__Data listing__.

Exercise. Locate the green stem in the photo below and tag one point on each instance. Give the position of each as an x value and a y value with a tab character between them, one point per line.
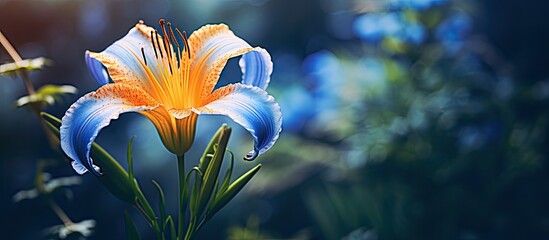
182	184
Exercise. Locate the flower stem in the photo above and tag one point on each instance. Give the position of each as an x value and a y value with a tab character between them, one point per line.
16	58
182	184
36	108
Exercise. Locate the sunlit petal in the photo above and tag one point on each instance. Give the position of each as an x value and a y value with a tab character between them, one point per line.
211	47
127	62
252	108
97	70
94	111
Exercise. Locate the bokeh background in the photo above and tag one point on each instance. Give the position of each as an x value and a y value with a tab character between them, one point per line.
403	119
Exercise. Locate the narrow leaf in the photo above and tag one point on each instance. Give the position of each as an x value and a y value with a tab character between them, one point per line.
231	192
169	220
210	149
161	203
212	171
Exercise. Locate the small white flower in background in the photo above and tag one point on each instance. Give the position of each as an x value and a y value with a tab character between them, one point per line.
85	228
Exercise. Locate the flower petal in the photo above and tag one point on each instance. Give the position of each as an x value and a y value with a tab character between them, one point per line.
97	70
94	111
256	68
127	62
211	47
252	108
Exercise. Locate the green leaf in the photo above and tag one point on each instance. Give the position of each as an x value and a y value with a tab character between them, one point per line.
114	178
227	179
210	149
129	157
212	170
231	192
161	203
173	235
27	64
225	185
131	230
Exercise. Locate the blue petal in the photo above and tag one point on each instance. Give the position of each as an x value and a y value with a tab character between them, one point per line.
97	70
256	68
252	108
212	46
125	60
92	112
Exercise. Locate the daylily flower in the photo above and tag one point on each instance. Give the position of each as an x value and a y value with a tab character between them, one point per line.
170	79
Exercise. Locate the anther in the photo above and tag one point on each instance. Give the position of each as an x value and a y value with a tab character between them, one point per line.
158	43
143	53
166	38
154	45
184	37
177	53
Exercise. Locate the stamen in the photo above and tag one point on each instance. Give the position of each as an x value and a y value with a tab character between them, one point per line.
166	38
158	42
185	41
177	53
172	35
154	45
143	53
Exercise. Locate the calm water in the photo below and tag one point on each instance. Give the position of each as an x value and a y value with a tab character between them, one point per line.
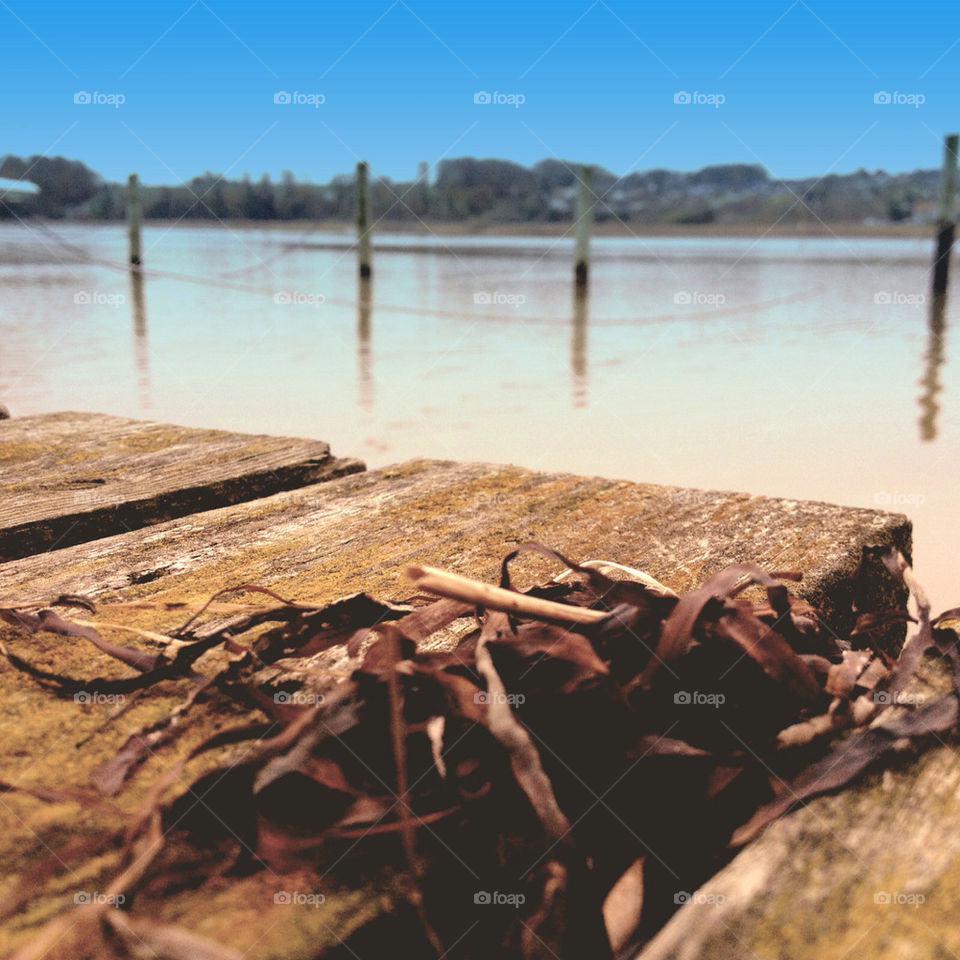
799	368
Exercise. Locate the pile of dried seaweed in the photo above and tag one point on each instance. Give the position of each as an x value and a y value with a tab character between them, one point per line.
544	787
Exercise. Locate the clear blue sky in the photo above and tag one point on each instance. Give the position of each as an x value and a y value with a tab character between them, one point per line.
399	76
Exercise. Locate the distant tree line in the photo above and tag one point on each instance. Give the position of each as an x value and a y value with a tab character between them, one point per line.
494	191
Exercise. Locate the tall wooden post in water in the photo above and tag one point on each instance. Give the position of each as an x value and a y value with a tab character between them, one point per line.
133	219
584	215
363	221
945	221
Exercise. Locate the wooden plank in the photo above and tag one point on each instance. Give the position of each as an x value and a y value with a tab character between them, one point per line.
316	544
871	872
67	478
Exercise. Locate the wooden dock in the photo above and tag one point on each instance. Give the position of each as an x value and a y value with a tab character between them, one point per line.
316	541
67	478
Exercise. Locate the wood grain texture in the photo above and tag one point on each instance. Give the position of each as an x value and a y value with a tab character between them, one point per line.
68	478
873	871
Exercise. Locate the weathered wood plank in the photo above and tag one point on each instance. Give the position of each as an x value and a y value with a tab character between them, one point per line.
68	478
316	544
357	533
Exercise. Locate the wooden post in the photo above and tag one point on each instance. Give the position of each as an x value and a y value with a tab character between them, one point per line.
584	215
363	221
945	222
133	220
933	361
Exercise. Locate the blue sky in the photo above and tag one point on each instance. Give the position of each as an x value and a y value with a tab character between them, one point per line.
598	80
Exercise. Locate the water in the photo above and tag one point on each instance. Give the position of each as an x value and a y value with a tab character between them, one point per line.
790	367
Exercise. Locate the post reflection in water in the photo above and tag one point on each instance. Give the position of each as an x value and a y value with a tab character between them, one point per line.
578	347
364	352
933	361
141	348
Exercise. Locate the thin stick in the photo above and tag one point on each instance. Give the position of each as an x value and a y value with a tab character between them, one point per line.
445	584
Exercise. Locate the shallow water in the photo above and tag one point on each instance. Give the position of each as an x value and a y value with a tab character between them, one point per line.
790	367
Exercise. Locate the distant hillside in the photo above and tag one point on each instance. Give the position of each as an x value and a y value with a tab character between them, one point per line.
495	191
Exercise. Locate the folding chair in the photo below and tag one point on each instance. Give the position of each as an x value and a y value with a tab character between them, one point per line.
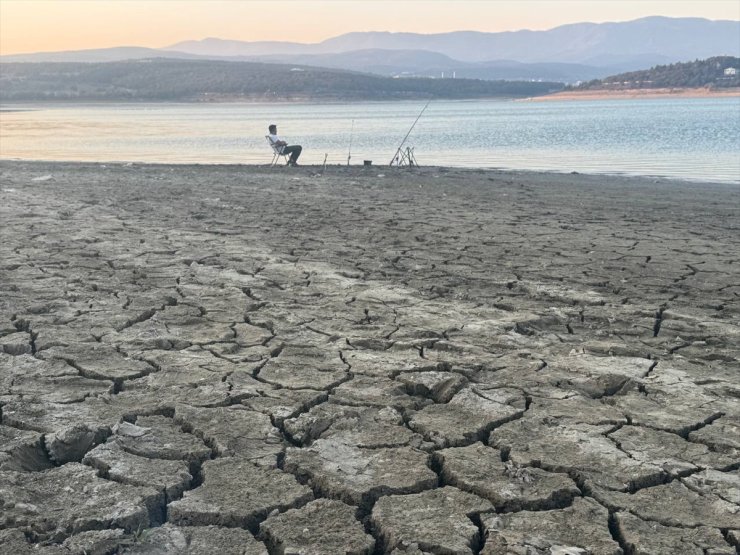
276	152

__WRITTEN TASK__. Except for the pictures, give all the material above again verbatim.

__OUTPUT OF THE EXERCISE__.
Exercise. Locate the green stem in the photo below and tag one point on each instance. Give the position of each as an x value and a y value with a tab character between them, one point per line.
182	184
Exercise. Locate the flower stem in the photo above and tag one point on each instance. Give the position of each as an x value and a y value with a tab character between them, one point per line.
16	58
182	184
36	108
Exercise. Locate the sunlit petal in the photo above and tag one point on each instance. Give the position of each as an x value and a y value with a tab character between them, one point per line.
211	47
127	62
252	108
97	70
94	111
Exercise. Locate the bokeh background in the photo above and tag one point on each instance. Give the position of each as an x value and a y value with a tab character between them, one point per line.
403	119
Exercise. Locate the narrow leaf in the photo above and tag one point on each instance. Give the position of each as an x value and a y value with a tab character between them, one point per line.
231	192
169	220
210	149
161	203
212	171
Exercise. Locate the small white flower in background in the photo above and tag one point on each instance. Give the position of each as an x value and a y value with a tab character between them, one point per line.
85	228
Exercise. Locate the flower petal in the photo above and tag one point on each instance. Give the position of each as an x value and a y value with a tab character between them, one point per line.
97	70
94	111
256	68
127	62
211	47
252	108
Exercise. Locate the green leaf in the photo above and tag one point on each instance. Give the position of each as an x value and a y value with a tab character between them, one point per line.
114	178
227	179
210	149
129	157
212	170
231	192
161	203
173	235
27	64
225	185
131	230
Exercise. Locate the blue petal in the photo above and tag one point on each instance. Give the position of each as an x value and a y value with a tab character between them, one point per line.
97	70
256	68
252	108
212	46
125	60
92	112
Exercise. Locate the daylily flower in the photo above and tag one point on each instance. Give the position of each as an x value and a y value with a tab character between them, one point per line.
170	79
Exercise. Locate the anther in the photo above and tag one point on each instance. Give the position of each as an x value and a y value with a tab character between them, one point per line.
158	43
143	53
166	38
154	45
184	37
177	53
Exercise. Locate the stamen in the photo above and tag one point on each instance. Give the position of each as an x value and a y value with a tab character between them, one point per line.
166	38
158	42
185	41
177	53
172	35
154	45
143	53
Exercise. Locate the calm water in the photo below and tag one point on each instance. Give the position of each as an x value and a y value with a tab character between them, one point per line.
799	368
Exercise. Locate the pile of dried seaweed in the photo above and tag one point on each instance. Give the position of each as an x value and a y value with a tab character between them, one point per line.
544	787
Exercise. Locate the clear blue sky in the photo above and tag one point on each instance. Give the position of each as an x value and a y value with a tab character between them, one point per line.
399	76
Exercise. Locate the distant tree line in the photo above and tag one point on each instance. Give the position of each as an x value and a y value with a tab character between them, one point per line.
494	191
Exercise. Locate the tall wooden post in water in the photo above and tag one point on each instance. Give the position of each as an x value and a y value with a tab character between them, one point per line.
133	219
584	215
363	221
945	221
Exercise. Locate the wooden plank in the photo above and tag one point on each instance. Give the position of each as an x value and a y value with a tab character between them, one point per line.
316	544
871	872
67	478
Exercise. Locate the wooden dock in the photo above and tag one point on each instance. Give the position of each as an x value and a y value with a tab character between them, one point per line.
316	541
67	478
Exercise. Locate the wood grain texture in the photo above and tag one point on each instance. Give the position of each as an x value and a y value with a tab character between them, one point per line.
68	478
873	871
Exercise. Locate the weathered wood plank in the photo above and tag one point on each instance. Give the position of each as an x value and a y value with a tab character between them, one point per line.
68	478
316	544
357	533
Exercise. Locate the wooden post in the photo above and tag one point on each instance. Give the position of each as an x value and a y value with a tab character between them, one point per line.
584	215
363	221
945	222
133	220
933	361
Exercise. Locate the blue sky in the photo above and tag one point on each instance. Give the position of each as an x value and a y value with a tab character between them, one point per line.
598	80
Exercise. Locate the water in the photo above and tag one point on each instance. Give the position of each as an x value and a y value with a tab character between them, one point per line.
790	367
Exercise. Locate the post reflection in water in the photo above and tag one point on each instance. Give the position of each as an x value and a y value with a tab character between them, one point per line.
578	347
364	352
933	361
141	348
Exercise. Locate the thin stick in the photo above and tag one point on each instance. Give the position of each as an x value and a y value with a tab character between them, one point per line.
445	584
Exercise. Locate the shallow water in the photo above and tag one point on each instance. Give the position of each as an x value and a y value with a tab character between them, one point per line.
790	367
Exercise. Locate the distant hillside in the photo above and tag one point on each instance. Give the position of each as an x value and a y value with a tab character between them, one point per line.
495	191
Exercise. Locate the folding chair in the photo below and tag one point on each instance. Give the position of each as an x value and a y value with a tab character between them, one point per line.
276	152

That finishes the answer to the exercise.